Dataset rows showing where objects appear
begin

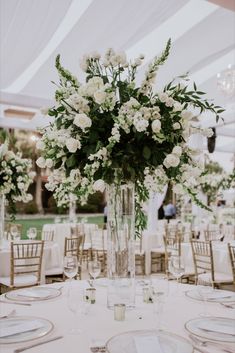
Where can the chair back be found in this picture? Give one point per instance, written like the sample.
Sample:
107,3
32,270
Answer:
231,250
74,246
48,235
202,257
26,259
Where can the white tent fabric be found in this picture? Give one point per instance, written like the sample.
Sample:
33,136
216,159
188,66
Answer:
33,32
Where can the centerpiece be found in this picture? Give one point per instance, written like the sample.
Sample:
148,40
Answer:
111,131
15,178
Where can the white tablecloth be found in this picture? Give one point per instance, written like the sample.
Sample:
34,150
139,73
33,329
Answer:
51,259
99,324
221,258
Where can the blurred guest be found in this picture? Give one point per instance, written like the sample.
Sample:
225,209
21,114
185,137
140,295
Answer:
170,211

end

◆ Problem
Reproduce all of the entries above, swapping "written like the sample" for "in the same format as the sample" wherever it occurs and changing nothing else. Omit the pictures from your answer.

◆ Reply
Where can the chair back be found in this picture? Give one point per instance, in the same format as the sample.
Sample:
107,3
32,270
Answer:
231,250
74,246
48,235
202,257
26,259
Where can the white tent fabric be found in this picture? Give one point per instance, in the same format as the sample.
Sample:
33,136
216,159
188,66
Answer:
33,32
Where can the centerpiece be found in this picture? Give one point per instance, in the same format as the sample.
Sample:
148,40
Answer:
111,131
15,178
Where can the white tablecloth be found in this picture? Give one point per instance, in the same format as the sample.
Sample:
34,150
139,73
33,329
Answer:
51,259
99,324
221,258
Where can the blurred guest be found in this picture? Give one point per instance, in the same format as the sample.
Sample:
225,209
21,114
185,137
140,295
Answer:
170,211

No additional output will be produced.